In the following, an example of the method is provided in order to
illustrate some of the capabilities of the package \pkg{plot3logit},
which are discussed in depth in the next sections of the paper.

A trinomial regression is fitted on self-reported votes for US
presidential elections in 2016. Data are provided in \citet{dfvsg2017},
where a broad and detailed questionnaire was administered to a sample
consisting of 8000 people. In this paper, a dataset where only some
information collected by \citet{dfvsg2017} is used. The dataset is made
available through the package \pkg{plot3logit} under the name \code{USvote2016}.

In the following we consider a trinomial logit regression which models the
self-reported vote (which may take values ``Trump'', ``Clinton'', and
``Other'') over some voters' characteristics (education level, gender, race, and
decade when the voter was born). Here there are the \proglang{R} commands for
fitting the model through the package \pkg{nnet}:
<<>>=
library("nnet")
data("USvote2016", package = "plot3logit")
modVote <- multinom(vote ~ educ + gender + race + birthyr,
  data = droplevels(USvote2016), trace = FALSE)
@
Table~\ref{tab:modVote} shows point estimates and standard errors of
regression coefficients.

\input{tables/jss4194_modVote}

Consider, for example, the coefficients on the regressor
\code{genderFemale}. As the estimates in Table~\ref{tab:modVote} show,
both coefficients are negative and statistically different from zero,
meaning that, ceteris paribus, female voters had a preference towards
Hillary Clinton. Such a preference results in an increase (with respect
to male voters with the same characteristics) of the probability to vote
for Hillary Clinton to the detriment of Donald Trump and all other
candidates. What is hard to assess is the actual effect of gender on the
probability distribution of voter's choice, Figure
\ref{fig:USvote2016gender:plain} helps in that by representing the
effect of covariate \code{genderFemale} through a vector field over a
ternary diagram.

The direction of arrows in Figure~\ref{fig:USvote2016gender:plain} is
consistent with the conclusion outlined before, although the diagram
shows also that the direction is not constant over the simplex. On the
other hand, arrow lengths enable to assess the magnitude of the effect,
which is not constant and cannot be directly appraised from estimates in
Table~\ref{tab:modVote}.

*Extracted information*
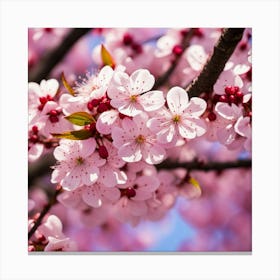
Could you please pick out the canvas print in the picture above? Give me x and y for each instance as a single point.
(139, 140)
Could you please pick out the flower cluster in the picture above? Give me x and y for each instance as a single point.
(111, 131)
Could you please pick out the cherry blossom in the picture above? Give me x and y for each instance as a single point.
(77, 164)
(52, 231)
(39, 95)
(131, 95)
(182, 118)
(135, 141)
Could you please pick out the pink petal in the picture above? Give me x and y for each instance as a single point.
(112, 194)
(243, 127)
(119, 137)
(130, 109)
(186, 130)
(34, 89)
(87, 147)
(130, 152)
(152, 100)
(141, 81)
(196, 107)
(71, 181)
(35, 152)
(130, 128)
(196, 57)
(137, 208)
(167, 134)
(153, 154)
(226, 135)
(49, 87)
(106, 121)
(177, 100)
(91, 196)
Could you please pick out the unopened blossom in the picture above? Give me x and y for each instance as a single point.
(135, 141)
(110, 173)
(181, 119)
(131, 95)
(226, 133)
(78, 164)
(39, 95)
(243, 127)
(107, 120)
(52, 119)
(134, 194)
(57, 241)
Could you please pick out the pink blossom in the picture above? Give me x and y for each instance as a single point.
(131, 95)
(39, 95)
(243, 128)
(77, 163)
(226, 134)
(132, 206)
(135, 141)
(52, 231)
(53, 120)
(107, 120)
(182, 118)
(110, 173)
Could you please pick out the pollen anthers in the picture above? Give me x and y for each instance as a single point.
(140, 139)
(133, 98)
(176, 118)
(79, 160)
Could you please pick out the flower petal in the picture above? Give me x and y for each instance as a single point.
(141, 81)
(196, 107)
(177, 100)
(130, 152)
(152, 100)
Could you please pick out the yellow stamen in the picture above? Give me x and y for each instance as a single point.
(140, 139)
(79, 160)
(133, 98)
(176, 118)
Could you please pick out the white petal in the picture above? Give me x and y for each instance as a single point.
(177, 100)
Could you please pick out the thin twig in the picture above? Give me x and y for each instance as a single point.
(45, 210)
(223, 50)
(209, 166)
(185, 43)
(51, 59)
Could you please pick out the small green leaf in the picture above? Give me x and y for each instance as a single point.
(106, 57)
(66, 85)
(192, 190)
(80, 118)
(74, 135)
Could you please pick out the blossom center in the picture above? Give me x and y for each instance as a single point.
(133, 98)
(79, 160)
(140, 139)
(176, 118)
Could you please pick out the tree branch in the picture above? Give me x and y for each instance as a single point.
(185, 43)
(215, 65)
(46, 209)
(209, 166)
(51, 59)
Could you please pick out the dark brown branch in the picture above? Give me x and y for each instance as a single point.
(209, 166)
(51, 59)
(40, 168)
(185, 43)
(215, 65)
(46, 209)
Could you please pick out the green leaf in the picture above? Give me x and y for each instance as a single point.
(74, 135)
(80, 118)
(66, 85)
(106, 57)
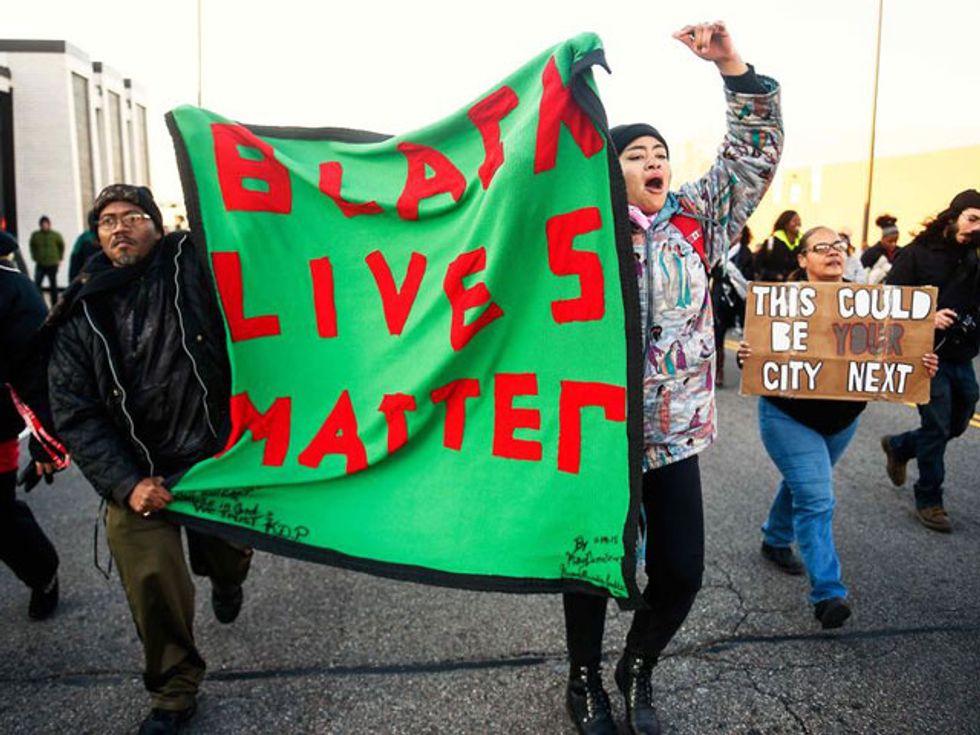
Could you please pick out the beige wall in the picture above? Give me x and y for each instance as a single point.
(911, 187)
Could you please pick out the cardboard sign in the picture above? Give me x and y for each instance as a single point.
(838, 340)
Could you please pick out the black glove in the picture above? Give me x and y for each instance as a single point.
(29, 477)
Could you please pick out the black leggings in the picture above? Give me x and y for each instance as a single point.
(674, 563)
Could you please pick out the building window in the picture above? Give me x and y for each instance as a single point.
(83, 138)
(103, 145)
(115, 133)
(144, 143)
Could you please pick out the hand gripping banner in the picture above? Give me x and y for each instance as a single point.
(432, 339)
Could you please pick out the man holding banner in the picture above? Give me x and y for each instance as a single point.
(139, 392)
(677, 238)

...

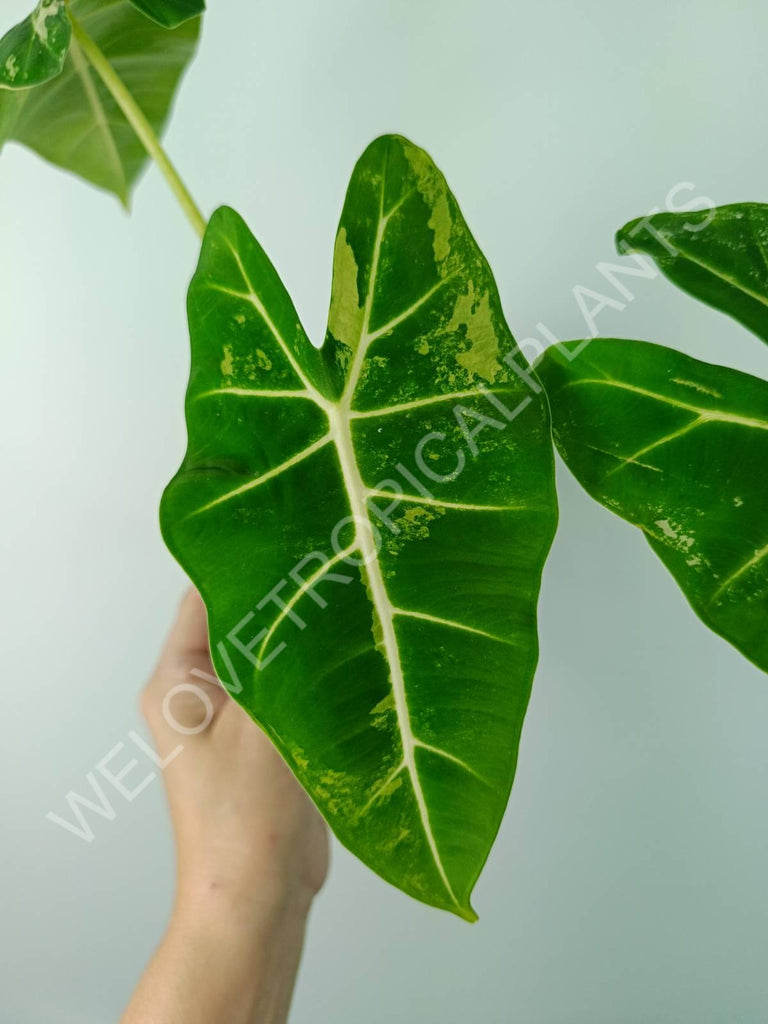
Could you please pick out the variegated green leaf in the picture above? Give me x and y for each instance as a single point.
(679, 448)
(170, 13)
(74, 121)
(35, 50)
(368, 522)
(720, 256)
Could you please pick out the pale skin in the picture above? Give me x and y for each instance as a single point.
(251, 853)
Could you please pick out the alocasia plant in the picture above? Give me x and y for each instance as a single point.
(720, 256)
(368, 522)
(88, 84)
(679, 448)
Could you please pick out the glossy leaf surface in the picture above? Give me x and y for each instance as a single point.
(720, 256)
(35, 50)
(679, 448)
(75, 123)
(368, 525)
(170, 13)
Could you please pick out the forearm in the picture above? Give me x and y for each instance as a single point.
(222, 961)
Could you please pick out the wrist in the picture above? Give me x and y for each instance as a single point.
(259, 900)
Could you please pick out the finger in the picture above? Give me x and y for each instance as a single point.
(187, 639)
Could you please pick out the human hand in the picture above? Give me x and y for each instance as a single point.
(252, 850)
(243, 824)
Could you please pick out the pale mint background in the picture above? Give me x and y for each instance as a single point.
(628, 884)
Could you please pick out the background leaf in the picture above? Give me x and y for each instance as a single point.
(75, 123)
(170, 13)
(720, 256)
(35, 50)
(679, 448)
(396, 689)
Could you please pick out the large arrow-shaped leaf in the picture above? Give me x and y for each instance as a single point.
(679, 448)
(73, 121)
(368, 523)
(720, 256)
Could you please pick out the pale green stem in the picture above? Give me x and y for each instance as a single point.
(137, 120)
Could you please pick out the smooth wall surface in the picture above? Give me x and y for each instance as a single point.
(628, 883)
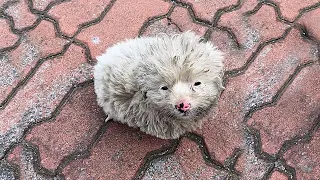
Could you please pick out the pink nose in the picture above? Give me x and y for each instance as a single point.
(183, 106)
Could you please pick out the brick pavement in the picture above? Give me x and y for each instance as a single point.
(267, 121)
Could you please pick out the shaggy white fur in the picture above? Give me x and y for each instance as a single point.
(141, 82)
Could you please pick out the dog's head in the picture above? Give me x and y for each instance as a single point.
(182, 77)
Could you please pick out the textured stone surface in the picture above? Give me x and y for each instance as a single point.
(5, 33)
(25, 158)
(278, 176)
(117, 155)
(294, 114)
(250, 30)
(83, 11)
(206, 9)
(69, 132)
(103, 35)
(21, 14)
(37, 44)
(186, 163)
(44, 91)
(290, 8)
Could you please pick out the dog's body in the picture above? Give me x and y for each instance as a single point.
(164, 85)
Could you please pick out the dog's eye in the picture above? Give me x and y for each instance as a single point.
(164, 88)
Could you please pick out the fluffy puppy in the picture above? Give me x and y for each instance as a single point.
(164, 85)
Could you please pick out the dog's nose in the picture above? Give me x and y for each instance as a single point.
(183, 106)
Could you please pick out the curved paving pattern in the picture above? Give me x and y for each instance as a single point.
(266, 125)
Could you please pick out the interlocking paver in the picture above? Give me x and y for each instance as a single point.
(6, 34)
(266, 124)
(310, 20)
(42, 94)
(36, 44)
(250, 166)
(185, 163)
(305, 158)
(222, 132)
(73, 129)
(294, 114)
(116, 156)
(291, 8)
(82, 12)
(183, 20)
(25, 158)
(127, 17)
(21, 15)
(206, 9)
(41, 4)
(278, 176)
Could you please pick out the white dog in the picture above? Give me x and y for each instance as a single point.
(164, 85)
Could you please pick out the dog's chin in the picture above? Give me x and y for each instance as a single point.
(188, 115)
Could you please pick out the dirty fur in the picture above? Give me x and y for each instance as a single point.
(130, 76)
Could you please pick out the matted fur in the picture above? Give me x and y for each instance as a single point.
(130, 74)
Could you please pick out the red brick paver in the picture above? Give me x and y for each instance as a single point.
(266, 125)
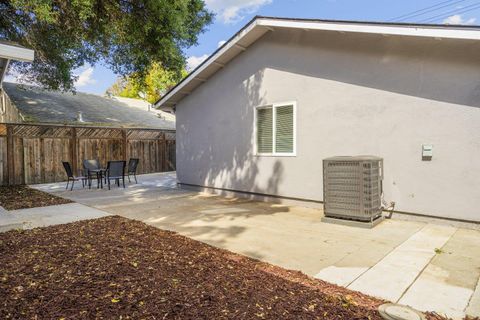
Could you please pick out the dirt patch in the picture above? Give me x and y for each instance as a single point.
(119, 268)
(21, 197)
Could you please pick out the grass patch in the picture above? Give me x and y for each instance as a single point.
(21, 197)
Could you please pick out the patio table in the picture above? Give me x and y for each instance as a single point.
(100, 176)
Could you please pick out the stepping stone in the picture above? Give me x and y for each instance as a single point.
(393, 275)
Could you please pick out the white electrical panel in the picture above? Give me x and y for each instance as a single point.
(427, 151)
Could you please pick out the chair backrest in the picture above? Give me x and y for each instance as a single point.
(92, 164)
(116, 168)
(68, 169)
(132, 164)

* * *

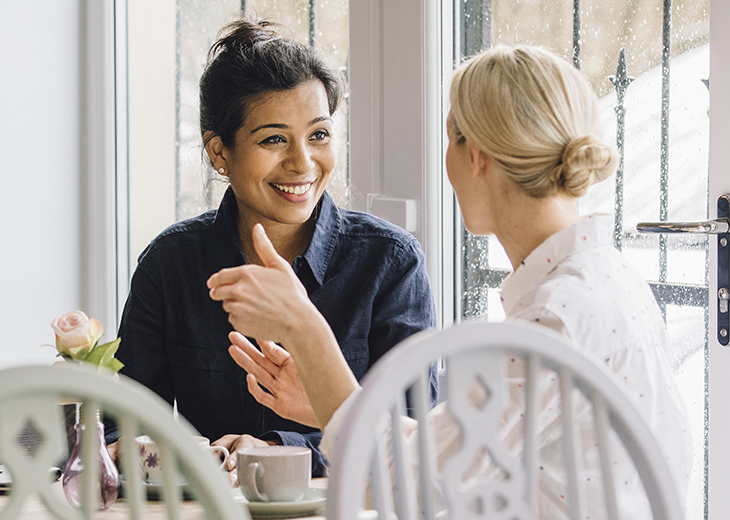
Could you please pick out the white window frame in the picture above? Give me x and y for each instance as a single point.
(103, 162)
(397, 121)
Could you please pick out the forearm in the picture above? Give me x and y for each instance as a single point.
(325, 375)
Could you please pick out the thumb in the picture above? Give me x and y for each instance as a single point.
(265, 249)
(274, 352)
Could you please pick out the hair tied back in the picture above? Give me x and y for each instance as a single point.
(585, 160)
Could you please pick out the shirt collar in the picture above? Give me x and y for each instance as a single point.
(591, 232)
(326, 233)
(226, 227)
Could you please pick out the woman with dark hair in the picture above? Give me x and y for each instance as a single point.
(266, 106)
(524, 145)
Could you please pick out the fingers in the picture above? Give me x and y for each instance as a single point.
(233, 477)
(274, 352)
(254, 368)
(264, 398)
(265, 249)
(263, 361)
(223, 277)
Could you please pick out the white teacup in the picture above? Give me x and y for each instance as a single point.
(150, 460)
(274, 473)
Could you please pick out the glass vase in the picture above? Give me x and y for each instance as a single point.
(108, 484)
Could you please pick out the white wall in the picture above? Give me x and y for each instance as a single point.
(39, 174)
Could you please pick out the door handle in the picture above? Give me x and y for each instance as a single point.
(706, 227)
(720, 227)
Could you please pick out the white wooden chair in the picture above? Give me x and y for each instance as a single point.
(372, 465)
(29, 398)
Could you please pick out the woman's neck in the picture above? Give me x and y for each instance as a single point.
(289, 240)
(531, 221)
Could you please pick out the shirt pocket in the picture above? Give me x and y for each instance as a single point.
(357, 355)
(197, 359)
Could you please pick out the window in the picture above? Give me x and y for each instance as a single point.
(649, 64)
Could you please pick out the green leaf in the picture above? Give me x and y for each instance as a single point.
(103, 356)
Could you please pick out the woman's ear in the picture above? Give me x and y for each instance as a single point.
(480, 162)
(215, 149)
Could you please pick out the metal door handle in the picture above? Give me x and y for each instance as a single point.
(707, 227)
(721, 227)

*Task list*
A: Based on the passage on the plot3logit package and the 2016 US vote model, does each statement agree with it? Answer yes or no for each and quote the deciding words.
(i) The questionnaire was administered to a sample of 8000 people.
(ii) The trinomial model is fitted with the package plot3logit.
(iii) The arrows in the ternary diagram point in the same direction everywhere over the simplex.
B: Resume the passage on the plot3logit package and the 2016 US vote model from the point where it stops.

*Exercise results*
A:
(i) Yes: "a broad and detailed questionnaire was administered to a sample consisting of 8000 people".
(ii) No: "fitting the model through the package \pkg{nnet}".
(iii) No: "the direction is not constant over the simplex".

B:
\begin{figure}[p]
\begin{subfigure}[t]{0.5\textwidth}
\scalebox{0.5}{\input{figures/jss4194_genderFemale}}
\caption{}
\label{fig:USvote2016gender:plain}
\end{subfigure}
\begin{subfigure}[t]{0.5\textwidth}
\scalebox{0.5}{\input{figures/jss4194_genderFemale_conf}}
\caption{}
\label{fig:USvote2016gender:conf}
\end{subfigure}
\caption{Vector field on the effect of gender (covariate \code{genderFemale}) on
the probability distribution of voter's choice (Figure
\ref{fig:USvote2016gender:plain}). Figure~\ref{fig:USvote2016gender:conf} shows
the same vector field with 95\% confidence regions. Coefficient estimates are
reported in Table~\ref{tab:modVote}.}
\label{fig:USvote2016gender}
\end{figure}

Figure~\ref{fig:USvote2016gender:conf} includes also the 95\% confidence
regions in order to assess also the degree of uncertainty of the
estimates and how uncertainty on regression parameters determines the
uncertainty on the effects (note how shapes and sizes of confidence
regions changes over the simplex).

Confidence regions are particularly useful when the effect of a
covariate change is analysed for some specific profiles (see Figure
\ref{fig:USvote2016genderbyrace}), or when multiple effects are compared
with respect to a single (common) profile, as in Figure
\ref{fig:USvote2016race}.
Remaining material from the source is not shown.